Passage shown -
____

Tlayuda with crickets, made by Chris Miller, culinary director of Big Star restaurant, is seen at Big Star in Wicker Park, Tuesday, May 21, 2024. The dish is not for sale at the restaurant, but Miller will be part of a Field Museum culinary event where Big Star chefs will incorporate insects into their recipes.

Pat Nabong/Sun-Times

As part of a push to get people more comfortable and educate them on eating insects, the Field Museum and Big Star restaurant are hosting “Bug Bites,” a special event serving crickets on tlayuda, a traditional Mexican dish “kind of like a big nacho,” according to culinary director Chris Miller. They’ll also serve an ant sauce on a taco, Miller said. The event, set to take place June 11 at Big Star West Town, 551 N. Ogden Ave., gives participants a chance to expand their palates by offering the insect dishes. Field Museum scientists will also show off a live bug “zoo” and other insects from the museum.

____

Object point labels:
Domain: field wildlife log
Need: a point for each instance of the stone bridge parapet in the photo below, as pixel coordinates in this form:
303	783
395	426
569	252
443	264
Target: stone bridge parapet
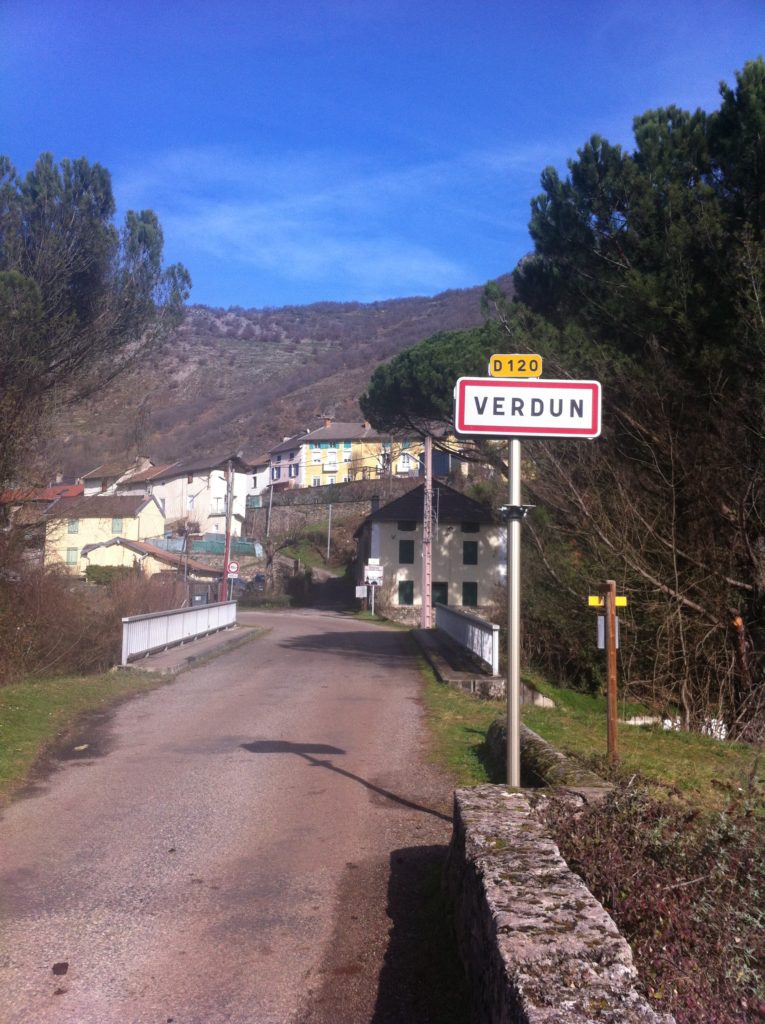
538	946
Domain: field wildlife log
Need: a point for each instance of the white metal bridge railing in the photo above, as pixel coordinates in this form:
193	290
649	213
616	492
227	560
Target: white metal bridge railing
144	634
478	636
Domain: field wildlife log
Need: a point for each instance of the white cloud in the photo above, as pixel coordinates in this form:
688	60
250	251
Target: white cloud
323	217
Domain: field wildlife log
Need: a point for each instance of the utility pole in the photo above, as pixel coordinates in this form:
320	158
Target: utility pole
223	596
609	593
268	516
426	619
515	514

____

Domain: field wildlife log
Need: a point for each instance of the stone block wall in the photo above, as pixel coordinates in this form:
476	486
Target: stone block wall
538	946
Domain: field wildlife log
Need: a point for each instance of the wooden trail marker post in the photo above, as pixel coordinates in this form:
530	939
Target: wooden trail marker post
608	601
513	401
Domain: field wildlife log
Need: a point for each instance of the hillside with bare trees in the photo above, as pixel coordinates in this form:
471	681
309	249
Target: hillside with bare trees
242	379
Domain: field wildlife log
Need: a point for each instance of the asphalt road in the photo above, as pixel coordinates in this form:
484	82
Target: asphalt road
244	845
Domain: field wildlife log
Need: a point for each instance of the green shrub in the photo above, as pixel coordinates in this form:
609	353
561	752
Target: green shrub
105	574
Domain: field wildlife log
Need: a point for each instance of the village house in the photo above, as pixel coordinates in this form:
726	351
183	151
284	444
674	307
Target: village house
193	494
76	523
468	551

____

Set of tasks -
(a) Select every line in the entries that contains the string "block" and copy those lines. Case counts.
(b) Extend the article about the Field Museum's insect-eating event, picking up right after its final sentence.

Per-task answers -
(a)
Need: a point for each instance of the stone block wall in the photo above, as pixel coordinates in this form:
Target: stone block wall

(b)
The cricket recipe can be adapted for people looking to eat cicadas at home. Fry the cicadas in oil at around 400 degrees Fahrenheit for 20-30 seconds, then remove them from the oil and cover them in spices to taste, like chili powder, salt and garlic powder. The Big Star tlayuda also included cheese, arugula, asparagus, refried black beans and salsa verde.

NOTE: The U.S. Food and Drug Administration warns individuals with shellfish allergies to avoid eating cicadas because they are closely related to shrimp and lobsters.

Chris Miller, culinary director of Big Star restaurant, puts arugula on a tortilla to demonstrate how to make tlayuda with crickets at Big Star in Wicker Park, Tuesday, May 21, 2024. The dish is not for sale at the restaurant, but Miller will be part of a Field Museum culinary event where Big Star chefs will incorporate insects into their recipes. | Pat Nabong/Sun-Times

Chris Miller, culinary director of Big Star restaurant, puts arugula on a tortilla to demonstrate how to make tlayuda with crickets at Big Star in Wicker Park. Miller will be part of a Field Museum culinary event next week where Big Star chefs will incorporate insects into their recipes.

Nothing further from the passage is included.